══ Fragmento del texto

Probablemente lo peor que le puede suceder a una sociedad atrasada que aspira a progresar y a superar problemas ancestrales es que sus líderes confundan el idealismo con las ocurrencias y que la discusión general se desenvuelva alrededor de una agenda de temas, a la que normalmente los políticos se sujetan por comodidad intelectual o por imposición de sus merchandisers.


La receta más efectiva para perpetuar el atraso combina siempre alguno de estos ingredientes: 1) preocupación obsesiva por la gestión; 2) creencia de que el buen gobierno se identifica únicamente con las obras; 3) confusión entre la política y la conspiración y 4) denuncias y escándalos como motor y razón de ser de la actividad política.

Una sociedad necesitada como la nuestra tiene de estas cosas y de sobra. Lo que falta son líderes capaces de construir castillos en el aire; es decir, personas inteligentes e inquietas, dispuestas a crear de la nada, de cuestionarse una y otra vez lo que ven, de proponer experimentos y de no plegarse a las modas intelectuales o políticas.

Tenemos que admitir que en Salta abundan aquellos ingredientes que nos predisponen al atraso y que faltan esos líderes que nadan a contracorriente y quieren ponerlo todo patas para arriba.

La política tiene varias dimensiones y no se puede entender esta actividad en la medida en que prescindamos de algunas de ellas de un modo deliberado y consciente.

Por ejemplo, no podremos sobrevivir sin una reflexión política que penetre en la naturaleza profunda de nuestros problemas; es decir, que supere esa capa freática en la que se acumulan y reproducen los problemas menos importantes, o aquellos que a su vez derivan su existencia de problemas de más hondo calado, que no nos animamos, por miedo o por conveniencia, a encarar y resolver.

La hora de construir

Después de casi un cuarto de siglo de praxis brutal ha llegado en Salta la hora de construir.

Y bien difícil que lo tenemos, porque aunque quizá nos sobren albañiles para ello, lo que es innegable hoy en día es que escasean los ingenieros y, sobre todo, los arquitectos.

Los dos últimos gobernadores de Salta han dedicado su tiempo, sus energías y sus recursos a discutir poder, como les gusta decir a ellos. Pero esta discusión ha empobrecido a Salta hasta niveles de vergüenza, aunque todavía haya muchos a los que les cueste reconocerlo.

En este camino hacia el poder sólido y estable, se ha perdido la bioversidad política, que es esencial para la vida democrática. El pluralismo ha sido estratégicamente reemplazado por la peor versión conocida del caudillismo; hasta el punto de que las discusiones sobre las buenas o malas cualidades de los caudillos de turno han expulsado de nuestras reflexiones a problemas como el de la construcción de ciudadanía, el rescate de la calidad democrática o la recuperación de la dignidad intrínseca de la política.

════
══ Información proporcionada

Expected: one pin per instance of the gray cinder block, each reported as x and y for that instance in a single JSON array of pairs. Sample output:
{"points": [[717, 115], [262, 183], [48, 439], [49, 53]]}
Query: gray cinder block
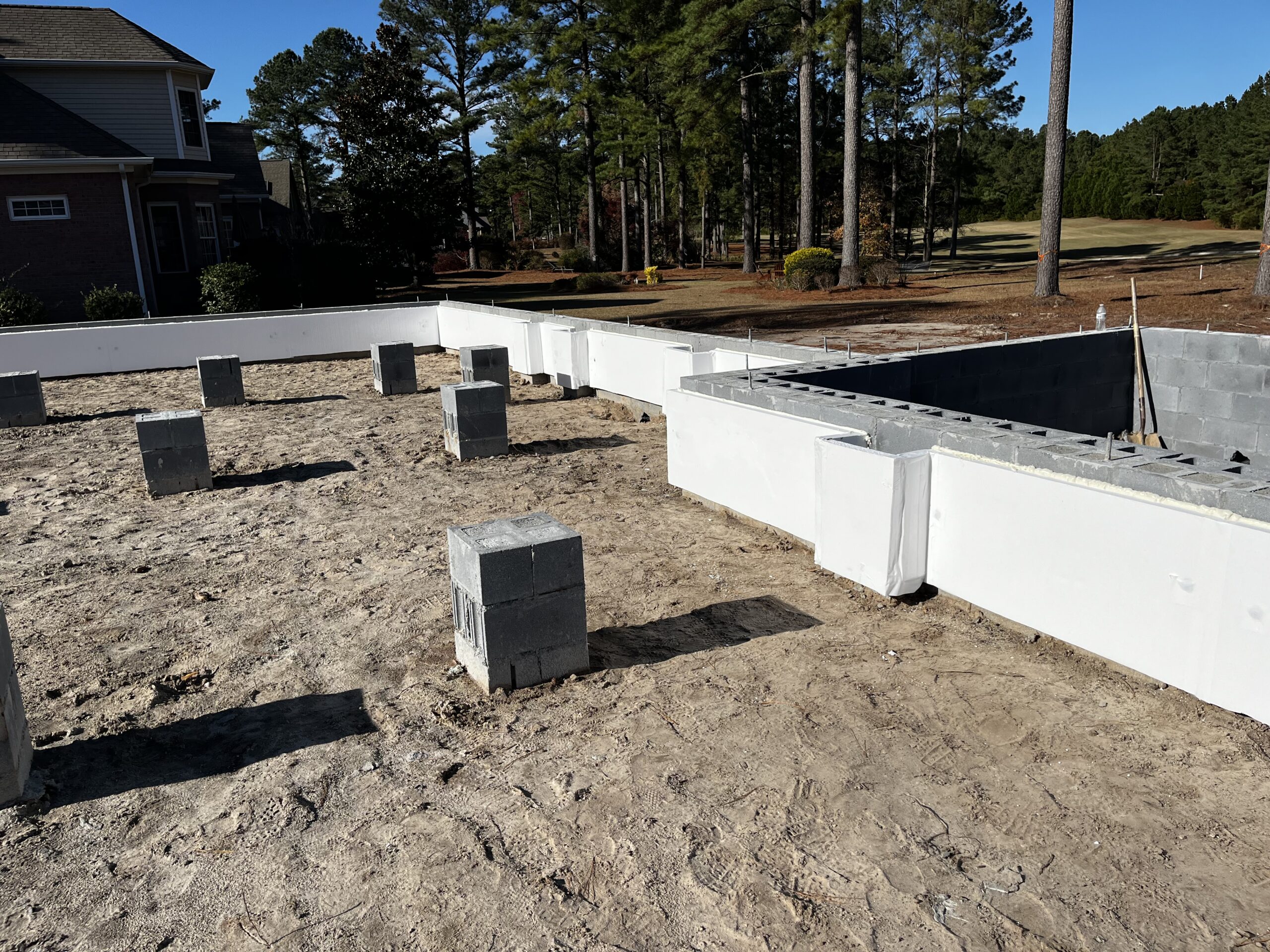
{"points": [[22, 400], [520, 604], [394, 367], [175, 452], [475, 419], [221, 380], [16, 747], [487, 362]]}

════

Consigna dada.
¿Cómo seguiría el texto sobre la política en Salta después de su última oración? Escribe esa continuación.

Resultado del ejercicio.
Por ponernos a favor o en contra de los caudillos de turno, en Salta nos hemos olvidado de pensar en la importancia de proteger nuestra convivencia democrática frente a las amenazas de la crisis actual. A pesar de que en el último año se han multiplicado las voces que alertan sobre un agotamiento del modelo de perpetuación política inaugurado en 1983 por el gobernador Roberto Romero y que solo fue brevemente interrumpido por el digno mandato de Roberto Ulloa (1991-1995), no sabemos, no podemos y -lo que es más probable- no queremos formular nuevas propuestas en las que la calidad de la convivencia democrática entre los salteños sea un elemento central, con activa participación de la sociedad organizada y del tercer sector, que reclama a gritos ocupar los espacios que la política ha dejado vacíos.

No faltan por supuesto en Salta quienes aborrezcan a los teóricos de la política y condenen al destierro a los constructores de castillos en el aire. Hay todavía quienes consideran que la política y el pensamiento político son dos cosas distintas, y que -si por ellos fuera- deberían permanecer separadas por toda la eternidad.

Defiendo la idea exactamente contraria: La política no es solo denuncia, conspiración, rosca, obras públicas y evaluación de las políticas públicas. Es algo más, y para ese plus hay muy poca gente preparada. Lo cual no sería tan grave si al mismo tiempo no constatásemos que hay mucho menos gente todavía dispuesta a prepararse para abarcar a la política en su máxima dimensión.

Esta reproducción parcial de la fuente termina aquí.